=== Provided records ===
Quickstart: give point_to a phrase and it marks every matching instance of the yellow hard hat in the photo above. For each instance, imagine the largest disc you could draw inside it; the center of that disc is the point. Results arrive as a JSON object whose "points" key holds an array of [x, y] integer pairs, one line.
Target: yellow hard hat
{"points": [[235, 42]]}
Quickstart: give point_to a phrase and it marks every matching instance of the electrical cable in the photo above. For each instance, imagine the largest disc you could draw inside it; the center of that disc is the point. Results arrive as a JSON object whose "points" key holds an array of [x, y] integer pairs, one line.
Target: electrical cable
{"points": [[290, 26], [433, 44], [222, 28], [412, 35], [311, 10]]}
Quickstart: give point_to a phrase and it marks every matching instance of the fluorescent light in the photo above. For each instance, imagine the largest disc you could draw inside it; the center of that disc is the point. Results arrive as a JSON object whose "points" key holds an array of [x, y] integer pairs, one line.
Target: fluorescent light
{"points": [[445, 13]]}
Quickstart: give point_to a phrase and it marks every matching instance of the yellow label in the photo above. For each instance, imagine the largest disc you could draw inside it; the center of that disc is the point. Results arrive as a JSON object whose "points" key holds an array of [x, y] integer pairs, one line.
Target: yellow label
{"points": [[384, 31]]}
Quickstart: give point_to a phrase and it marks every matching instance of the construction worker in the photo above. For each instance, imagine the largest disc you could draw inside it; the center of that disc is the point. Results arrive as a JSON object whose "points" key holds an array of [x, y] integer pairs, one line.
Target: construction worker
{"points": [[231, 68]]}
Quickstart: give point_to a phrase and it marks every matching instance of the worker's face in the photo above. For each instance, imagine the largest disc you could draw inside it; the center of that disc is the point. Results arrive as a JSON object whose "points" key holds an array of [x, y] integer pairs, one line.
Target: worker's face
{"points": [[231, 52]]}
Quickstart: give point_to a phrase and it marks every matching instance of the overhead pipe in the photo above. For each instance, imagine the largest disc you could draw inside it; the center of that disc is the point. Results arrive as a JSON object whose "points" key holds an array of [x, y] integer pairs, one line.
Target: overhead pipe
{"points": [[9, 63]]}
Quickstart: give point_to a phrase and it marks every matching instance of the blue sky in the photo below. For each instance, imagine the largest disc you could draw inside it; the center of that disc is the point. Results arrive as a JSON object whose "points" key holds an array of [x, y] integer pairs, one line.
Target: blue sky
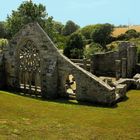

=== Exercise task ===
Present every line of the records above as a numbered list, skipping blank lines. Leave the pictures out.

=== Problem solution ===
1. Quickstart: give point_to a phrase and it marks every matching instance of the yellow hard hat in the photo above. For each instance, imagine the largest disc you could draw inside it; the center of that disc is the point. Results arrive as a JSON object whose "points" key holds an array of [x, y] integer pairs, one line.
2. Target: yellow hard hat
3. {"points": [[235, 42]]}
4. Quickstart: give point_to a phrase and it marks every matching instance of the electrical cable in the photo above. For each instance, imagine the largest disc you could draw inside it; the center of that disc is the point. Results arrive as a JSON object whose "points" key holds an array of [x, y] integer pairs, one line.
5. Target: electrical cable
6. {"points": [[290, 26], [433, 44], [222, 28], [412, 35], [311, 10]]}
7. Quickstart: give point_to a phrase and it marks every matching instance of the fluorescent light in the photo above. For each instance, imagine the largest disc you could draw inside it; the center of that disc is the point. Results arrive as a JSON object whose "points" key holds an array of [x, y] integer pairs, one line.
8. Target: fluorescent light
9. {"points": [[445, 13]]}
10. Quickstart: give point_to a phrase and it marks every matching instance of the yellow label in the photo above. For each instance, imagine the largest disc you could draw inside it; the center of that disc is the point. Results arrive as a JSON object whose "points" key holds an array of [x, y] integer pairs, one line.
11. Target: yellow label
12. {"points": [[384, 31]]}
13. Quickstart: give point_to a phrase and it marks every matching instance of the construction worker in the photo above. For each instance, imagine the largest disc you could draw inside it; the center of that disc is the point. Results arrive as a JSON object whose "points" key holds an array of [x, y] integer pairs, one line.
14. Target: construction worker
15. {"points": [[231, 68]]}
16. Quickstart: give point_to a phrase and it marks every matching instance of the worker's face in the photo above. For each instance, imagine the largest disc you could draw inside it; the center of that disc is the point. Results arrive as a JSON object whose "points" key holds an array of [x, y] integer pairs, one line.
17. Target: worker's face
18. {"points": [[231, 52]]}
19. Quickstart: give point_to a phrase and it marks every matching instance of the overhead pipe in the photo above. For each instance, imagine the largest disc you could draw inside it; the center of that disc is the point. Results arrive as a JSON object whose "points" key holds an array of [x, y] integer pairs, one line.
20. Target: overhead pipe
21. {"points": [[9, 63]]}
22. Quickstart: give point_to a phrase and it marks every matching instance of the blue sky in the photo below. For each instance, imagine the largest disc you could draw inside it; the center of that disc is the point. Results arrive as a JSON object whose "points" key holds an array of [x, y] integer pairs, one line.
23. Target: blue sky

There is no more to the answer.